> _YOUR INSTRUCTIONS_: Arrange the stretch from the line containing "Note: mark the cloud" through the line containing "pixel 1004 59", both ends included, as a two-column CSV headed item_text and pins, with one row per item. Put each item's text and its answer in their own quoted field, turning line breaks into spaces.

> _INPUT RECORDS_:
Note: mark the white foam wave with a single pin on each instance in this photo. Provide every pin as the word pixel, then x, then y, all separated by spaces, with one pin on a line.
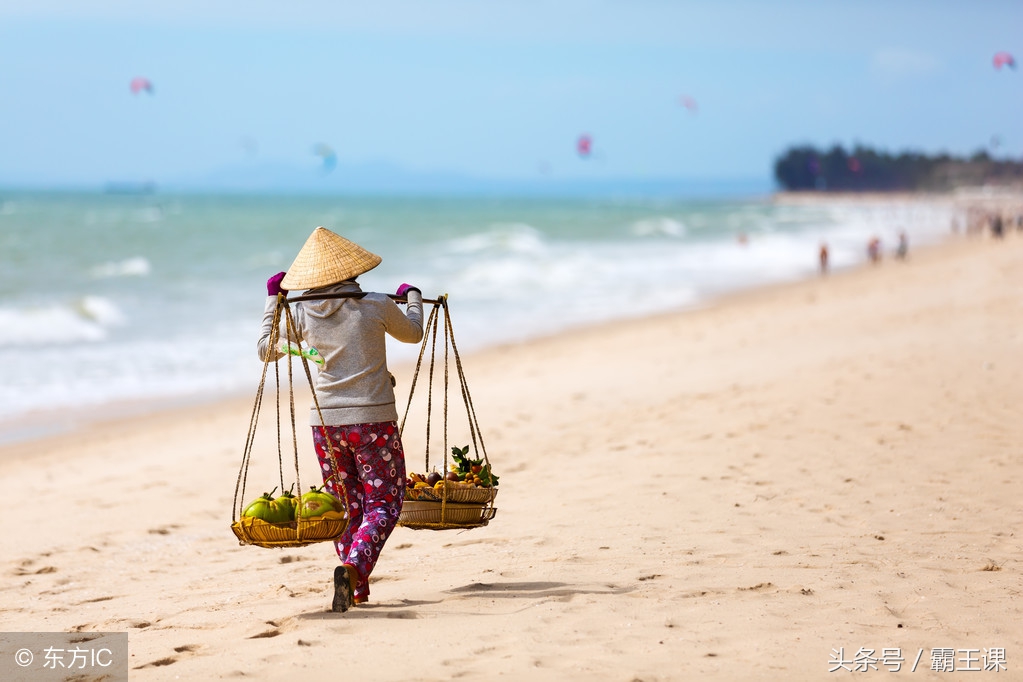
pixel 132 267
pixel 652 227
pixel 86 320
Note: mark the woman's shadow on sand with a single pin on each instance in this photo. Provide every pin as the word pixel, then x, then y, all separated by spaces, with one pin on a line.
pixel 531 591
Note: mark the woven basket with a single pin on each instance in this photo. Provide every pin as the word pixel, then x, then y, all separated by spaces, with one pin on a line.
pixel 454 493
pixel 296 534
pixel 418 514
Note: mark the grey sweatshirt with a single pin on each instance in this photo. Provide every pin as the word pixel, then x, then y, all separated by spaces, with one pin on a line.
pixel 353 385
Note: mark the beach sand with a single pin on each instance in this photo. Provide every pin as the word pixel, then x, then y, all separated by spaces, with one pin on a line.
pixel 751 491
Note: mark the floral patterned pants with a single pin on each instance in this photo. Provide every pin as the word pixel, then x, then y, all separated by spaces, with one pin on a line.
pixel 372 468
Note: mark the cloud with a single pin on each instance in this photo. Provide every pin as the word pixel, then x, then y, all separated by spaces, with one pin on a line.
pixel 901 62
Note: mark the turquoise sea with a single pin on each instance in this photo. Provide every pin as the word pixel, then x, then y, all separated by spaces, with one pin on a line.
pixel 107 299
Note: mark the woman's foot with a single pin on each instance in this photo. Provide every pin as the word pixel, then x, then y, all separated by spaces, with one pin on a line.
pixel 342 590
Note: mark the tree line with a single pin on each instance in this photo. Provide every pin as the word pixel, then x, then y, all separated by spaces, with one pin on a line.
pixel 863 169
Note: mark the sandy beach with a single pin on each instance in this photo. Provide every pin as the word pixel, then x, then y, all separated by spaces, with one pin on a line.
pixel 756 490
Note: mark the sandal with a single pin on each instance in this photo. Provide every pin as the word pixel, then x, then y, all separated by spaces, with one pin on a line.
pixel 342 591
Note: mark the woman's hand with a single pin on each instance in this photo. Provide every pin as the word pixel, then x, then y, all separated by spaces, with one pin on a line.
pixel 403 289
pixel 273 285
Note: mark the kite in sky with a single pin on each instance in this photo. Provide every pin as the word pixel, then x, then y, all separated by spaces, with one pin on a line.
pixel 584 145
pixel 326 153
pixel 139 84
pixel 690 103
pixel 1004 59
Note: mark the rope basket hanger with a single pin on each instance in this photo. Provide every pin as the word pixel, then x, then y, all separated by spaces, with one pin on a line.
pixel 447 504
pixel 301 530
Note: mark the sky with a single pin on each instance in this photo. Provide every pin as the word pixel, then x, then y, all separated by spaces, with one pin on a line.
pixel 498 90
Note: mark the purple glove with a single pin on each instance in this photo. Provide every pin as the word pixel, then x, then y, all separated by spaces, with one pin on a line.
pixel 403 289
pixel 273 285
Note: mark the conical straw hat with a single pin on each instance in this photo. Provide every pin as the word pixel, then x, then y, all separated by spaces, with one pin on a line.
pixel 327 259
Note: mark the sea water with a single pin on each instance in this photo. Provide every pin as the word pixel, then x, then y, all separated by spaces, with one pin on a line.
pixel 108 299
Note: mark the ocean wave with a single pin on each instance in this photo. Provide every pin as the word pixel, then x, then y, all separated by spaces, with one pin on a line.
pixel 87 319
pixel 132 267
pixel 652 227
pixel 509 237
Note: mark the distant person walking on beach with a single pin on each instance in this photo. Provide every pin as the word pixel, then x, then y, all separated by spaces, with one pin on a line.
pixel 874 249
pixel 997 227
pixel 354 391
pixel 903 246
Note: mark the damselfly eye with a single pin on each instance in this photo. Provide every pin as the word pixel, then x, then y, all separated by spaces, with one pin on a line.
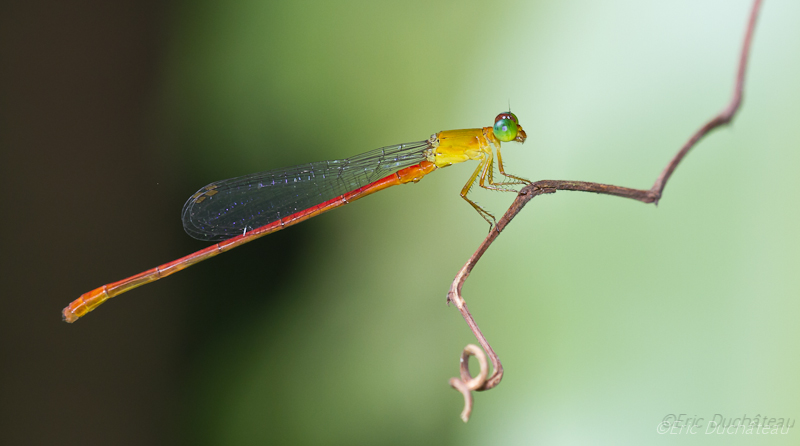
pixel 505 126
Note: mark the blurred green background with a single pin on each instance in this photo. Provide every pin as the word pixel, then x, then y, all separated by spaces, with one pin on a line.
pixel 608 314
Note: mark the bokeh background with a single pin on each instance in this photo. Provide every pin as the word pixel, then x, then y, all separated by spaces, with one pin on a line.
pixel 608 314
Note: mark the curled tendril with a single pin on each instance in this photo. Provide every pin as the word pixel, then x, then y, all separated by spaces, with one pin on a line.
pixel 466 383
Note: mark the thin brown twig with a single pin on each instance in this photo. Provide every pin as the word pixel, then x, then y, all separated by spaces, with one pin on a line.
pixel 466 383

> _ANSWER TO THE EXERCISE_:
item_text,pins
"Note: mark the cloud with a single pin on each instance in this photo. Provide every pin as the word pixel, then x, then y, all separated by spaces, with one pin on a line.","pixel 901 62"
"Note: mark the turquoise sea with a single pin on each instance in this photo. Provide every pin as the word pixel, then x, then y, all separated by spaces, with one pin on a line.","pixel 107 299"
"Note: mark the woman's foot with a single pin on each instance in this photo. Provide every pin as the word pixel, then x, then y, all separated by spaces, with one pin on a line.","pixel 342 590"
"Note: mark the tree line with a single pin on each instance in this photo. Provide every pin as the word pixel, then x, then y, all separated by spaces, with one pin on a line.","pixel 863 169"
"Note: mark the sandy beach with a single pin on each instance in this photo. Provide every pin as the word pixel, then x, then y, all separated by spaces, with one pin on a line.","pixel 756 490"
"Note: mark the sandal with a single pin on each instance in this photo. Provide every pin as the word pixel, then x, then y, all separated by spaces, with one pin on a line.","pixel 342 591"
"Note: mark the woman's hand with a single pin on each instance in this photo. Provide every pin as the word pixel, then x, then y, all separated by spaces, with one pin on a line.","pixel 403 289 pixel 273 285"
"Note: mark the kite in sky with a single pin on each instance in this photo. Provide every pin as the word pixel, then x, then y, all separated by spaces, with one pin on a line.","pixel 584 145 pixel 326 153 pixel 139 84 pixel 690 103 pixel 1004 59"